[Saved data entries]
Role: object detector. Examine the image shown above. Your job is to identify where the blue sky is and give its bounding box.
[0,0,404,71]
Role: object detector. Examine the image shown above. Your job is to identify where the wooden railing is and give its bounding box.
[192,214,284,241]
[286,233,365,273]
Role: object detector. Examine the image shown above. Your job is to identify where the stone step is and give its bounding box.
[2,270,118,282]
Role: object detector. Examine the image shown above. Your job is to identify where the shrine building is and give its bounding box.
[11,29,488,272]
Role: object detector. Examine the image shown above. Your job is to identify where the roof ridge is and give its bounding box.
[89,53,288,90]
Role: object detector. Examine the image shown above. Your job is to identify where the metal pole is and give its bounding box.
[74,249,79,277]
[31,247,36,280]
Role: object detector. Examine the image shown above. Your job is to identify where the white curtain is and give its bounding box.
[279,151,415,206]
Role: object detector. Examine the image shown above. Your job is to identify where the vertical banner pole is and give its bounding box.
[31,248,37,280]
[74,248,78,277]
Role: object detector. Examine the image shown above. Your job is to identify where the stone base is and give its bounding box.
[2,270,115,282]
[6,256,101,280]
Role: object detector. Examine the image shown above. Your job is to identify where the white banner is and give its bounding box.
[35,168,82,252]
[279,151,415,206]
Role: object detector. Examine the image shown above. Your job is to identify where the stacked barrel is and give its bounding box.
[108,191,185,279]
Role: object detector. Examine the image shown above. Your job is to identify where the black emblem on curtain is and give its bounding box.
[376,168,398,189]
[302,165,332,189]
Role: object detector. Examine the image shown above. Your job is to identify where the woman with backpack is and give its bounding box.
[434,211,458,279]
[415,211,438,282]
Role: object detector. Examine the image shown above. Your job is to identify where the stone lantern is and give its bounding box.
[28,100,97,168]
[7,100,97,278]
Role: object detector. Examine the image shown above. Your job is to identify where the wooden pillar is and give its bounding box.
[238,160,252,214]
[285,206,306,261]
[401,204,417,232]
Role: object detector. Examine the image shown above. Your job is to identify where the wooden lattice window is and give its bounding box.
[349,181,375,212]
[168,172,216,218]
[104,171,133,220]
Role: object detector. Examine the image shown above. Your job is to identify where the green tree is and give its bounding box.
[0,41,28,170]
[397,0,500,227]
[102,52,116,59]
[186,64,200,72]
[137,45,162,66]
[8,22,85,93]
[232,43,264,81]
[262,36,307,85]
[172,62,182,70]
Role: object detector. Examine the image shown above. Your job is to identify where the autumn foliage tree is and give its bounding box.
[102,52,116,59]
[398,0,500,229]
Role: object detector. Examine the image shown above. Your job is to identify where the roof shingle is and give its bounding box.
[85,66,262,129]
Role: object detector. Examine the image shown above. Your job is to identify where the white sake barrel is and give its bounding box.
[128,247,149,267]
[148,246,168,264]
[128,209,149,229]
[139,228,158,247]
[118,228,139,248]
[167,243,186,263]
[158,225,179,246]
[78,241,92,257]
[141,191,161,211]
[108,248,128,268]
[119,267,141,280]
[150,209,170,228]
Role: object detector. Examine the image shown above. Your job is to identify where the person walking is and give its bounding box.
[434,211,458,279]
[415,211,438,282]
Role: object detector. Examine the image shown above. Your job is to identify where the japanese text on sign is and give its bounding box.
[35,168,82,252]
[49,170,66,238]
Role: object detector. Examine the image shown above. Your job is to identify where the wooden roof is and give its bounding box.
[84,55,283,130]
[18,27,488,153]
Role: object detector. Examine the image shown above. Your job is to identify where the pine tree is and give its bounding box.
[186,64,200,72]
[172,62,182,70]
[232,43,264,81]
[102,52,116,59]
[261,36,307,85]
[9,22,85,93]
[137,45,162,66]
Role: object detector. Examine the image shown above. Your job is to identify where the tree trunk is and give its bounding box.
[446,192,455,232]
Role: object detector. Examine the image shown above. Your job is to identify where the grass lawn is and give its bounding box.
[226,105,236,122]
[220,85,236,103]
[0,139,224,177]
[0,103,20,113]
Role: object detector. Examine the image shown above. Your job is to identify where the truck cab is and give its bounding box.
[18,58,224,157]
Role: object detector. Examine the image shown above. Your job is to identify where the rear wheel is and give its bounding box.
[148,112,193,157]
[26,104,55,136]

Instructions to follow: Copy out the lines of the entries above, starting at the line that contains "lawn is and give its bounding box." and ending at the line that contains "[18,58,224,157]", with both of those lines included.

The completed task:
Role: object detector. Examine the image shown above. Your job is to identify where the grass lawn is and give its bounding box.
[226,105,236,122]
[220,85,236,103]
[0,139,224,177]
[0,103,20,113]
Role: object detector. Examine the image shown above. Your job is to identify where the truck cab is and give its bounding box.
[18,58,224,157]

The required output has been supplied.